**Exercise prompt**
In the text below about life on the road, how many years has the writer agreed to sleep in the back of a transport truck?

**Text segment**
────────────────────────────────────────

For the last four years I’ve willingly agreed to sleep in the back of a transport truck, drive more miles that should be driven in a day and eat more drive thru oatmeal than one blonde lady should without having access to three bears. The Inside Ride National Tour is draining both physically and emotionally and sometimes a bit scary. There are less jarring ways to wake up after a ten hour drive than a rodeo cop banging on your truck all hopped up on authority and a t-shirt that says “Security”. This is life on the road, truly. I used to think staying in a hotel room without windows and making soup in the coffee machine was badass.
When you arrive back home to your own bed and your own jammies, your body knows. It knows to sleep. I’d been off the truck for almost a week visiting family but not my bed so not my sleep. Pillows are weird. Sun comes in at goofy angles in the morning so you wake up discombobulated. Was lucky enough to finally have a bathroom so not wanting to complain but it’s never 100% where you remember it was. A fumbly walk down an unfamiliar hallway is much better than one across an active transport truck lot. That I know.

────────────────────────────────────────

Dataset entries:
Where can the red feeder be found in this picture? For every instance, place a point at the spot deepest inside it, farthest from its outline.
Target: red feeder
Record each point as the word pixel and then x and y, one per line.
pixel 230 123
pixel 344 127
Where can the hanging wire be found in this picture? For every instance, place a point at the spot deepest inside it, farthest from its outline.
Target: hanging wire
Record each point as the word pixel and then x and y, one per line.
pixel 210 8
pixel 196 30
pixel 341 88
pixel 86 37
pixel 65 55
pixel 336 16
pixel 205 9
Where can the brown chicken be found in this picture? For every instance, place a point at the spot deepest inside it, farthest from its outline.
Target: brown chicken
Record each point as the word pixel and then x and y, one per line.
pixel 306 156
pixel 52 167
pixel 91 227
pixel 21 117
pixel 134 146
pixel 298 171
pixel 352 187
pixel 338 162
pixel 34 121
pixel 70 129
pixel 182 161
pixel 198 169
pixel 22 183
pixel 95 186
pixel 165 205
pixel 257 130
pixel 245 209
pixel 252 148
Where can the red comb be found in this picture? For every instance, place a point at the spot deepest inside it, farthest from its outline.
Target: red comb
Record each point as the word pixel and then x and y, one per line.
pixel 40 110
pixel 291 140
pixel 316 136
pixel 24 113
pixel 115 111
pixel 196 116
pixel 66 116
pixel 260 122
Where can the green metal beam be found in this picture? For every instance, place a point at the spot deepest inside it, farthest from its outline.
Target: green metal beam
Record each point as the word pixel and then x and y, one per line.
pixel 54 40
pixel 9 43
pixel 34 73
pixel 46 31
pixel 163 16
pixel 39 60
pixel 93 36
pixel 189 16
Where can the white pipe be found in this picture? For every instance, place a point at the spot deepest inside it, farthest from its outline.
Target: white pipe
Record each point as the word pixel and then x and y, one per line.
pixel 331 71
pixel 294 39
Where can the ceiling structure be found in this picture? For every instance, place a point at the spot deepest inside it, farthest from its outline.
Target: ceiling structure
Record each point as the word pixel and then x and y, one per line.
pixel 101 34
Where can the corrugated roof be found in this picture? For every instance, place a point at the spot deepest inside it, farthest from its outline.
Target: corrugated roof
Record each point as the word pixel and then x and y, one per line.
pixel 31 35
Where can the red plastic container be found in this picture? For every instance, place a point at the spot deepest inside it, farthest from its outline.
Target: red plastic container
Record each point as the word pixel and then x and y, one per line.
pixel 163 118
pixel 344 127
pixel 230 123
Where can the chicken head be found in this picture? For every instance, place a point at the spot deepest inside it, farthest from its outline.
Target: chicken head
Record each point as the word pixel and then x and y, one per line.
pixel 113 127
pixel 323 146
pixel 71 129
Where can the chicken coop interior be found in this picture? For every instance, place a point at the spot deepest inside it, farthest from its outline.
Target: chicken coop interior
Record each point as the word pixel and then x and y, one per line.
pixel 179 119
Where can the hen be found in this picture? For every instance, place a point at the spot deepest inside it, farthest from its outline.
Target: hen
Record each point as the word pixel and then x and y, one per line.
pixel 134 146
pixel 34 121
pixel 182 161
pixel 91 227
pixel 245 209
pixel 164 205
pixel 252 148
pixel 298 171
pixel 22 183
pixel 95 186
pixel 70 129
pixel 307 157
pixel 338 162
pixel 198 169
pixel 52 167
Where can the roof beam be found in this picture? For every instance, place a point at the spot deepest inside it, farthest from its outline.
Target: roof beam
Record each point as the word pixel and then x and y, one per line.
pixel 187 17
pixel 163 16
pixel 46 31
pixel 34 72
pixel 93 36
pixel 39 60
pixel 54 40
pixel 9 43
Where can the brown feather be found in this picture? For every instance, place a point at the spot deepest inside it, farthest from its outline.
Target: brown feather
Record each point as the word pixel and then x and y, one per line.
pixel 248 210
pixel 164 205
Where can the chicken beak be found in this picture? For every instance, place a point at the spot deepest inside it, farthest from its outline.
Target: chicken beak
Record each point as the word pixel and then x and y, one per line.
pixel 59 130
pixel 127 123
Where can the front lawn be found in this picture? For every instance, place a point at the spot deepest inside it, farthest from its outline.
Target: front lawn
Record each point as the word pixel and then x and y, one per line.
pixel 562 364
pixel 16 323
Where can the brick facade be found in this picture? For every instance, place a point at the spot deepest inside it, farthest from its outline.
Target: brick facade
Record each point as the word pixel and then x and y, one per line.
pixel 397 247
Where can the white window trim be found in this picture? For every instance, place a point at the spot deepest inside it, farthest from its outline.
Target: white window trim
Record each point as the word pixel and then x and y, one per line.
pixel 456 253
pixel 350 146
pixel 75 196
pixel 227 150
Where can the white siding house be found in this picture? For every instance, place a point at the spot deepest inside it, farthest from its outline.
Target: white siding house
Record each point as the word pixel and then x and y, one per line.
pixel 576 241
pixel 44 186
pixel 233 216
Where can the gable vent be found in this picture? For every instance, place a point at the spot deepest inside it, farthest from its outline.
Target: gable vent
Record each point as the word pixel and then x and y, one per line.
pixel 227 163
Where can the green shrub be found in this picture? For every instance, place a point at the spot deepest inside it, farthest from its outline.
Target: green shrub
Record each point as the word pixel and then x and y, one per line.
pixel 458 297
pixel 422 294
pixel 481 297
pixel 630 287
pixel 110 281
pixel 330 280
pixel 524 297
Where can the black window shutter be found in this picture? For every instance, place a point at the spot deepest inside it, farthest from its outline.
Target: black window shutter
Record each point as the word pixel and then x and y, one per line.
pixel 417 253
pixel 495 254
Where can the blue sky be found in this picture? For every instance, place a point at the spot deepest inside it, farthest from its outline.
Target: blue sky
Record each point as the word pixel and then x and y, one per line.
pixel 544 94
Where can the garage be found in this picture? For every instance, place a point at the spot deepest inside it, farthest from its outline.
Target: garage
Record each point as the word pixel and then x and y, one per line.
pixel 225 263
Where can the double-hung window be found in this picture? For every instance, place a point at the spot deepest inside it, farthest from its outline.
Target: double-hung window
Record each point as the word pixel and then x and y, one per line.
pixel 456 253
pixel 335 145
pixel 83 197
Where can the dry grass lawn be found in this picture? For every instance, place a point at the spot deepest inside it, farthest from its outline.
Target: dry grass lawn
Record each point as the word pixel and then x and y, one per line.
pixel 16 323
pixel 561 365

────────────────────────────────────────

**Response box**
Four years.